Extrait du texte
--- --- ---

L’évolution des théories
Et maintenant, au travail !
Dès son retour, Charles Darwin étudie donc ses notes et les spécimens rapportés. Il commence à élaborer sa théorie de l’évolution des espèces. Sa réflexion est alimentée par des idées diverses. Celles du géologue Charles Lyell pour qui la Terre subit une transformation continue au fur et à mesure de l’érosion et des éruptions volcaniques. Celles de l’économiste Thomas Malthus aussi. Ce dernier affirme que, dans la mesure où les populations humaines augmentent inexorablement et que les ressources sont limitées, s’il n’y a pas contrôle de la démographie et de la production, seule une lutte permanente permet à certains de survivre.
Dans les années 1840 et 1850, tout en menant ses travaux, Darwin
rédige et publie des ouvrages dont son journal de voyage et un livre
sur la formation des récifs coralliens, communique sur le rôle de
lombrics dans l’oxygénation de la terre… Il souffre de plusieurs
maux dont certains seront a posteriori attribués à des virus
ramenés des tropiques. Pour travailler en paix, il part s’installer
à la campagne à Downe, dans le Kent en compagnie de son épouse,
sa cousine Emma Wedgwood.
La publication de L’origine des espèces
C’est en 1859 que paraît L’origine des espèces,
sous-titré « au moyen de la sélection naturelle ou la préservation
des races favorisées dans la lutte pour la vie ». Les idées
nouvelles qu’il avance sont excessivement choquantes pour nombre
de ses contemporains. L’Angleterre est à cette époque dominée par
des idées conservatrices et fortement empreintes de religion. Les
espèces vivantes n’ont pas évoluées depuis la création du monde
par Dieu : telle est la théorie fixiste. Une autre théorie, le catastrophisme,
tend à expliquer la disparition de certaines espèces par des catastrophes,
comme son nom l’indique. Mais cette explication ne contredit pas
le fixisme.

--- --- ---

Tâche demandée
Extrayez, sans rien modifier, le passage du texte sur Darwin qui s'ouvre sur les mots contenant « Dès son retour, Charles » et s'achève sur « certains de survivre. ».

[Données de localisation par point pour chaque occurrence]

--- --- ---

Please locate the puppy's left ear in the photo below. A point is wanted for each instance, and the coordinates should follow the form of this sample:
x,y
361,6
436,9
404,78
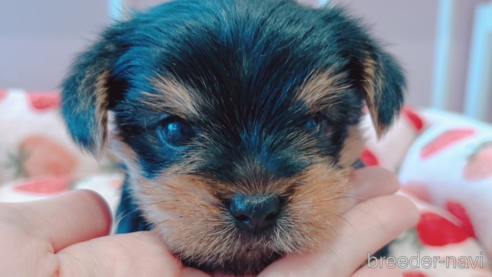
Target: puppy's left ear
x,y
382,84
86,93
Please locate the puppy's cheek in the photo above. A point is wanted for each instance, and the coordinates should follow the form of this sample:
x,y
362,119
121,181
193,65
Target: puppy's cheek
x,y
188,216
314,209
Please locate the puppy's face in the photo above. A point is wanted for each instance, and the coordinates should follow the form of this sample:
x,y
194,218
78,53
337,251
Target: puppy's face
x,y
237,121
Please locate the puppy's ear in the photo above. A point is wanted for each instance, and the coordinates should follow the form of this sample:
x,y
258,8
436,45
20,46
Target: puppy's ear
x,y
86,95
382,84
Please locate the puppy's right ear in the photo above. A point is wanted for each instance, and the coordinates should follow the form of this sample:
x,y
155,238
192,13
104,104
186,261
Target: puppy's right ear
x,y
85,95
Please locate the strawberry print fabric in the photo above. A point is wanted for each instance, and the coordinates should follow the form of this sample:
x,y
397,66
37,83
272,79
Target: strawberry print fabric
x,y
444,163
34,141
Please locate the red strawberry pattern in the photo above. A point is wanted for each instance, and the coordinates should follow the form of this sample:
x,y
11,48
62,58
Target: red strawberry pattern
x,y
414,118
460,212
445,140
368,158
44,156
41,101
419,190
3,94
479,165
49,186
435,230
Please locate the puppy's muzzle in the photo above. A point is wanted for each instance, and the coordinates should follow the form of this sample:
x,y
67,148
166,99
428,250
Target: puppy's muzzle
x,y
255,213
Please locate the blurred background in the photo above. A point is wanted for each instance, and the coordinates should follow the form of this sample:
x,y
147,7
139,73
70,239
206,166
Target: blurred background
x,y
444,45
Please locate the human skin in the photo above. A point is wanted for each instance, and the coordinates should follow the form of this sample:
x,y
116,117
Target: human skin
x,y
67,235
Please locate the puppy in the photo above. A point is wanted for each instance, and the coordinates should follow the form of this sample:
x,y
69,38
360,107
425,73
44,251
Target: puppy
x,y
237,122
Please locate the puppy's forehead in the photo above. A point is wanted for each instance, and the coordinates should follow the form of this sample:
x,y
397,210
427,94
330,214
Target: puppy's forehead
x,y
230,56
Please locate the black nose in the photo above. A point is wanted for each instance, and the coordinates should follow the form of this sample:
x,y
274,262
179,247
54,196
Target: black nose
x,y
255,213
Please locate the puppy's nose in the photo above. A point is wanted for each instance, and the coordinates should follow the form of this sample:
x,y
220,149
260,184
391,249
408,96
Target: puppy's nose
x,y
255,213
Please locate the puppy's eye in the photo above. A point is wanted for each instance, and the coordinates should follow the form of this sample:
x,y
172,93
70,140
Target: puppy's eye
x,y
175,131
314,123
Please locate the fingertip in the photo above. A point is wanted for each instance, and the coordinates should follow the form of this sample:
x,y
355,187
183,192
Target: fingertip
x,y
99,207
370,182
192,272
409,207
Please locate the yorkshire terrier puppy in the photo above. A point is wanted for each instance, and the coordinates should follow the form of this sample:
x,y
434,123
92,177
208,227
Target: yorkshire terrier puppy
x,y
237,121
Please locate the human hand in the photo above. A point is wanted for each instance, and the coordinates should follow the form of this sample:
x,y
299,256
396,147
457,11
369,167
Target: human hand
x,y
372,221
67,236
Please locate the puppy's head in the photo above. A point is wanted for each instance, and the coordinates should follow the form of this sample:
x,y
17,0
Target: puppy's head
x,y
237,121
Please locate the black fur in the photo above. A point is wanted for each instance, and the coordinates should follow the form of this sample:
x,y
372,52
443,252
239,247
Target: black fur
x,y
246,59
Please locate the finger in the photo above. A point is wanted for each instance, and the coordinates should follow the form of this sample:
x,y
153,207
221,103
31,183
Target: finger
x,y
383,271
369,226
134,254
370,182
62,220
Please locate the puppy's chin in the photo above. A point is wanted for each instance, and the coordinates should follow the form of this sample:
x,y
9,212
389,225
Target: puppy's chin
x,y
190,213
247,264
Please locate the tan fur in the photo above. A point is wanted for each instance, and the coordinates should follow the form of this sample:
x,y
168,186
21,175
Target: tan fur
x,y
322,89
173,97
371,82
352,147
187,211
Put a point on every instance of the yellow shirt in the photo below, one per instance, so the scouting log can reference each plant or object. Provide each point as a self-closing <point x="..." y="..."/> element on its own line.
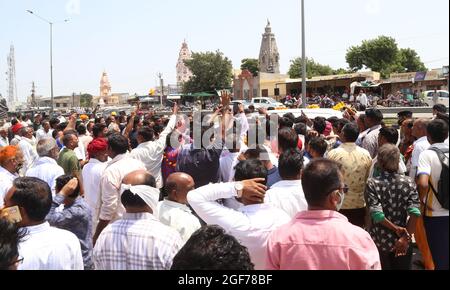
<point x="356" y="163"/>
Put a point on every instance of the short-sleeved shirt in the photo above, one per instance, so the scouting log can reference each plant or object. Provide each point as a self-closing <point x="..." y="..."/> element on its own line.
<point x="68" y="160"/>
<point x="356" y="163"/>
<point x="394" y="195"/>
<point x="429" y="164"/>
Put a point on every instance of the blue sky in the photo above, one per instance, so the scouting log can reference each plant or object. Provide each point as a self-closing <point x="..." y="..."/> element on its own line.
<point x="134" y="40"/>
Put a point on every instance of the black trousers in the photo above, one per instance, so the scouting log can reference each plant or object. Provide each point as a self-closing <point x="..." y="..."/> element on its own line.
<point x="390" y="263"/>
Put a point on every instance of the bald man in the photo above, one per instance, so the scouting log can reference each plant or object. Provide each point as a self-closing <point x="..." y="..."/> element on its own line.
<point x="173" y="211"/>
<point x="124" y="244"/>
<point x="419" y="131"/>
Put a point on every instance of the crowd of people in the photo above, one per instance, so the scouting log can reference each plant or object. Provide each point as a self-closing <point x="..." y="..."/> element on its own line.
<point x="362" y="99"/>
<point x="224" y="191"/>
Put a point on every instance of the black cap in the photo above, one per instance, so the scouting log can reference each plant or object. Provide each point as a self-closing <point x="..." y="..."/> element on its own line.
<point x="405" y="114"/>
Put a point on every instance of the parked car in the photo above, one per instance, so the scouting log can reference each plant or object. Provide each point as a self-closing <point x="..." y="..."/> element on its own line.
<point x="267" y="103"/>
<point x="443" y="97"/>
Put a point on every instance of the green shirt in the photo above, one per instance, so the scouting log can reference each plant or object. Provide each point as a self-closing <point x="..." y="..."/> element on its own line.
<point x="68" y="160"/>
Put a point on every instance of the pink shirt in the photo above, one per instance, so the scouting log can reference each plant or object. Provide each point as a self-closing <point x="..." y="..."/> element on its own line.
<point x="321" y="240"/>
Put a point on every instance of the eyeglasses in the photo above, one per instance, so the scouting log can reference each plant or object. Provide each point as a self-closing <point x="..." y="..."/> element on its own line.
<point x="17" y="262"/>
<point x="344" y="189"/>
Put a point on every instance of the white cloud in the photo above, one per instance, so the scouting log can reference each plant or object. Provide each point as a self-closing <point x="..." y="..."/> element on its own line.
<point x="373" y="7"/>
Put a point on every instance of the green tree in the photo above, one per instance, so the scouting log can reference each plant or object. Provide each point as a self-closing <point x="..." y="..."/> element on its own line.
<point x="410" y="60"/>
<point x="211" y="71"/>
<point x="312" y="68"/>
<point x="383" y="55"/>
<point x="251" y="64"/>
<point x="341" y="71"/>
<point x="86" y="100"/>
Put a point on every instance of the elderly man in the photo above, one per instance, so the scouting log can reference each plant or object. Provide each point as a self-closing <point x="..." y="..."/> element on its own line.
<point x="45" y="248"/>
<point x="11" y="161"/>
<point x="373" y="121"/>
<point x="151" y="151"/>
<point x="138" y="241"/>
<point x="27" y="145"/>
<point x="4" y="141"/>
<point x="68" y="160"/>
<point x="46" y="168"/>
<point x="253" y="222"/>
<point x="173" y="211"/>
<point x="356" y="164"/>
<point x="287" y="194"/>
<point x="321" y="238"/>
<point x="45" y="132"/>
<point x="419" y="131"/>
<point x="120" y="166"/>
<point x="92" y="174"/>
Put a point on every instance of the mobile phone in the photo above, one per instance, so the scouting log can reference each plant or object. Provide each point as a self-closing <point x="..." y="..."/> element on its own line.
<point x="12" y="214"/>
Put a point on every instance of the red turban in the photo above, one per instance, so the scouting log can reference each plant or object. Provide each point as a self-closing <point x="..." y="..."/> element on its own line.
<point x="98" y="145"/>
<point x="16" y="128"/>
<point x="328" y="129"/>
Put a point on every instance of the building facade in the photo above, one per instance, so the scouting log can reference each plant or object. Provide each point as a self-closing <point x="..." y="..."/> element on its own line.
<point x="183" y="72"/>
<point x="269" y="58"/>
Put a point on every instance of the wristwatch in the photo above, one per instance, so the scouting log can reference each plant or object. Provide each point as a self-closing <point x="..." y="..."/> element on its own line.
<point x="239" y="187"/>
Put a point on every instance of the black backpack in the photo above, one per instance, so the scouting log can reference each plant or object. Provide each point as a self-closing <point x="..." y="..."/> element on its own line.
<point x="442" y="193"/>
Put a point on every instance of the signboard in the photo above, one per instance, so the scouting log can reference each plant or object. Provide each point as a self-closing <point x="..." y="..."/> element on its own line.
<point x="420" y="76"/>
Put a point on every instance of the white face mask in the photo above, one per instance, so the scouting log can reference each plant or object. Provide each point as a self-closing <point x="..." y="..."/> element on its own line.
<point x="341" y="203"/>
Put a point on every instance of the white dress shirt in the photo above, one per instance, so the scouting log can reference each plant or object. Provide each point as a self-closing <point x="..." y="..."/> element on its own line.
<point x="228" y="162"/>
<point x="151" y="153"/>
<point x="370" y="142"/>
<point x="92" y="174"/>
<point x="179" y="217"/>
<point x="29" y="153"/>
<point x="111" y="207"/>
<point x="41" y="134"/>
<point x="250" y="225"/>
<point x="136" y="242"/>
<point x="48" y="248"/>
<point x="4" y="142"/>
<point x="420" y="146"/>
<point x="6" y="182"/>
<point x="288" y="196"/>
<point x="46" y="169"/>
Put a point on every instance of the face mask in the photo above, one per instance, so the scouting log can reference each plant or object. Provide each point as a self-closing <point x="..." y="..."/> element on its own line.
<point x="341" y="203"/>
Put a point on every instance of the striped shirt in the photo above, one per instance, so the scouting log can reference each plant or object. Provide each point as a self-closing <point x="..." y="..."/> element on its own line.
<point x="136" y="242"/>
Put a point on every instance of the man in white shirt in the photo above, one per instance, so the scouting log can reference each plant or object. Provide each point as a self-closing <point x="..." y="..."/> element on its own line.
<point x="173" y="211"/>
<point x="45" y="247"/>
<point x="11" y="160"/>
<point x="28" y="147"/>
<point x="45" y="132"/>
<point x="151" y="152"/>
<point x="138" y="241"/>
<point x="251" y="224"/>
<point x="229" y="158"/>
<point x="373" y="121"/>
<point x="4" y="137"/>
<point x="362" y="99"/>
<point x="46" y="168"/>
<point x="120" y="166"/>
<point x="287" y="194"/>
<point x="436" y="217"/>
<point x="92" y="174"/>
<point x="419" y="131"/>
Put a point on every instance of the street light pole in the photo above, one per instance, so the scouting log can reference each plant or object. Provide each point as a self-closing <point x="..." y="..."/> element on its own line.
<point x="51" y="55"/>
<point x="304" y="100"/>
<point x="51" y="68"/>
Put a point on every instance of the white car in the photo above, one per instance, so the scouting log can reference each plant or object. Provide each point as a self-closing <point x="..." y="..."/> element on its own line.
<point x="267" y="103"/>
<point x="443" y="97"/>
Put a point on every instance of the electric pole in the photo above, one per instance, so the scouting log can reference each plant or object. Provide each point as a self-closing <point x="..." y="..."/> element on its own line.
<point x="161" y="80"/>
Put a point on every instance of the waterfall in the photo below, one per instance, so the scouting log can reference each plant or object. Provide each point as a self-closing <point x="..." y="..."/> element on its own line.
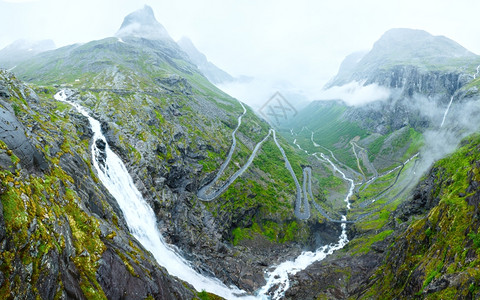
<point x="277" y="280"/>
<point x="139" y="215"/>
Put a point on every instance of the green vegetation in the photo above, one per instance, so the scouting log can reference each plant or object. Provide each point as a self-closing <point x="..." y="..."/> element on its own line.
<point x="438" y="243"/>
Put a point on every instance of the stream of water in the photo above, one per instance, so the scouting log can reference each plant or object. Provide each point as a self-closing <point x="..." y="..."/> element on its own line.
<point x="142" y="223"/>
<point x="446" y="112"/>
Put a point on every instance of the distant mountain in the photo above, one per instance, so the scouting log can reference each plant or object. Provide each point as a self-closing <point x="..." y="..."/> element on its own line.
<point x="142" y="23"/>
<point x="212" y="72"/>
<point x="401" y="54"/>
<point x="23" y="49"/>
<point x="173" y="127"/>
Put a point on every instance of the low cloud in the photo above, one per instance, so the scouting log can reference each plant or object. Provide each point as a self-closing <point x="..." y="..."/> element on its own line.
<point x="356" y="94"/>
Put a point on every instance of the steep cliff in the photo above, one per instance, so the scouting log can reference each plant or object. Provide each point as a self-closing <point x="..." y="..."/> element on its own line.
<point x="62" y="234"/>
<point x="427" y="249"/>
<point x="173" y="129"/>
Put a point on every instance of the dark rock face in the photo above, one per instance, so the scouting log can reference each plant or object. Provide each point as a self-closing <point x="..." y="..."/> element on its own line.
<point x="423" y="199"/>
<point x="118" y="282"/>
<point x="412" y="80"/>
<point x="13" y="134"/>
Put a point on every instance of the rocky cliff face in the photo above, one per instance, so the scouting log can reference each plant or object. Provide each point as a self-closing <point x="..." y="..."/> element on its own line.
<point x="173" y="128"/>
<point x="431" y="250"/>
<point x="61" y="233"/>
<point x="212" y="72"/>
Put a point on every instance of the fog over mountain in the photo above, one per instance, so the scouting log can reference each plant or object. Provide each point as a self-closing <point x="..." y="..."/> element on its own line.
<point x="302" y="43"/>
<point x="265" y="157"/>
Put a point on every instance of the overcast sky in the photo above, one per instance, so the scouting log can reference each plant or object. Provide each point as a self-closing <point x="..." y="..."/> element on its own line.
<point x="299" y="42"/>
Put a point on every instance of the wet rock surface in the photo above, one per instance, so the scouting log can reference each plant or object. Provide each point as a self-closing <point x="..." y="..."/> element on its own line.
<point x="44" y="262"/>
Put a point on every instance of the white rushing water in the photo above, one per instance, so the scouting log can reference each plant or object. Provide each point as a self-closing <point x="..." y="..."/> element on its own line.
<point x="141" y="219"/>
<point x="143" y="226"/>
<point x="277" y="280"/>
<point x="476" y="74"/>
<point x="446" y="112"/>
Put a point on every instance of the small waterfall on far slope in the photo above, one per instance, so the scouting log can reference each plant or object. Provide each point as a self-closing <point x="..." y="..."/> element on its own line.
<point x="139" y="215"/>
<point x="446" y="112"/>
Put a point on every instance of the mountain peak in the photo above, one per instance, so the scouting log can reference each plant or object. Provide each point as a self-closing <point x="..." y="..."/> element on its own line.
<point x="142" y="23"/>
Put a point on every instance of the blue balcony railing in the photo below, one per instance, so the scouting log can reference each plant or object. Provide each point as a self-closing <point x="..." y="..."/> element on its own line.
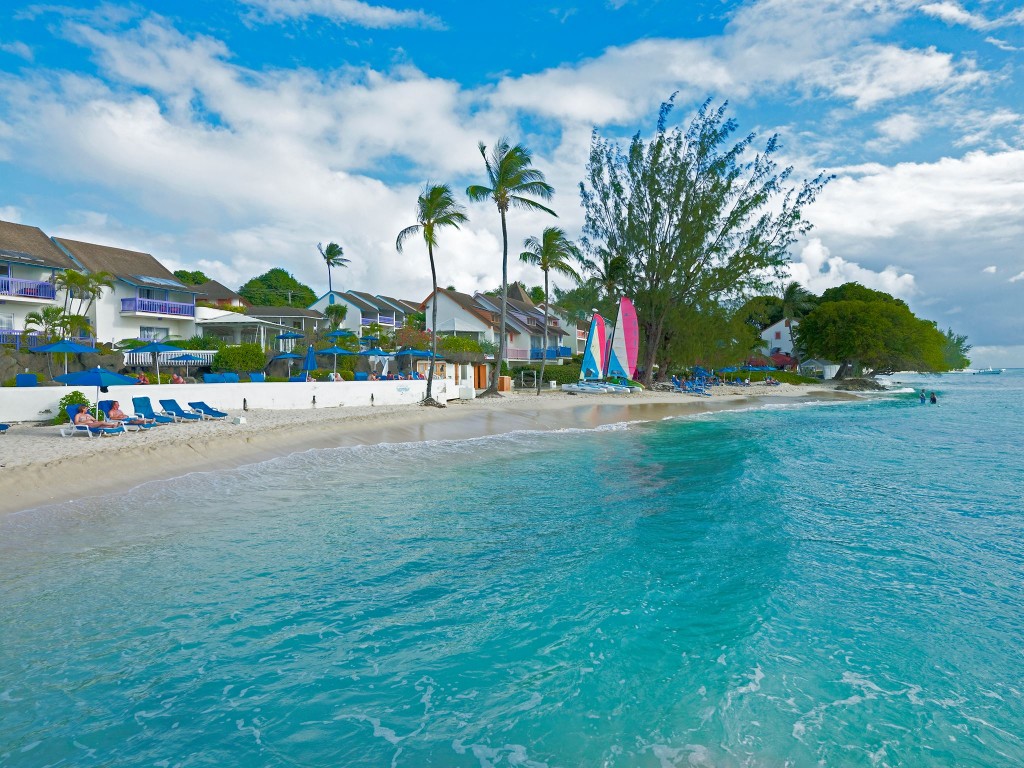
<point x="158" y="307"/>
<point x="552" y="353"/>
<point x="30" y="289"/>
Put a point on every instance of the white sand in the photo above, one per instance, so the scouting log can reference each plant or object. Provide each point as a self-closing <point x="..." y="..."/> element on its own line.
<point x="38" y="466"/>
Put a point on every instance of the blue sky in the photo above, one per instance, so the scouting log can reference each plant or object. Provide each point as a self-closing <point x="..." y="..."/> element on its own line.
<point x="232" y="136"/>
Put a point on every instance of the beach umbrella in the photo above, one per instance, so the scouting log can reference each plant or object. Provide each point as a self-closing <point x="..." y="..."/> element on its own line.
<point x="186" y="359"/>
<point x="309" y="364"/>
<point x="155" y="348"/>
<point x="95" y="377"/>
<point x="335" y="351"/>
<point x="66" y="347"/>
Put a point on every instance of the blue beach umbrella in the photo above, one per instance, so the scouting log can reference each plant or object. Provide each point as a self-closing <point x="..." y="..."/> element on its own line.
<point x="65" y="347"/>
<point x="336" y="351"/>
<point x="95" y="377"/>
<point x="155" y="348"/>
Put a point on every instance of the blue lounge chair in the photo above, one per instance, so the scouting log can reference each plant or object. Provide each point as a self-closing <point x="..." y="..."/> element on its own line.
<point x="144" y="409"/>
<point x="132" y="423"/>
<point x="207" y="412"/>
<point x="74" y="429"/>
<point x="171" y="408"/>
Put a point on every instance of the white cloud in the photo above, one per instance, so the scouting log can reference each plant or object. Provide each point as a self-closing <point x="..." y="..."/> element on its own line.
<point x="18" y="49"/>
<point x="817" y="270"/>
<point x="342" y="11"/>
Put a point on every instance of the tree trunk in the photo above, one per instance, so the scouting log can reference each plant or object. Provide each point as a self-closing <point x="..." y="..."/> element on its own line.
<point x="502" y="342"/>
<point x="428" y="400"/>
<point x="544" y="351"/>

--- --- ---

Réponse rédigée
Dès son retour, Charles Darwin étudie donc ses notes et les spécimens rapportés. Il commence à élaborer sa théorie de l’évolution des espèces. Sa réflexion est alimentée par des idées diverses. Celles du géologue Charles Lyell pour qui la Terre subit une transformation continue au fur et à mesure de l’érosion et des éruptions volcaniques. Celles de l’économiste Thomas Malthus aussi. Ce dernier affirme que, dans la mesure où les populations humaines augmentent inexorablement et que les ressources sont limitées, s’il n’y a pas contrôle de la démographie et de la production, seule une lutte permanente permet à certains de survivre.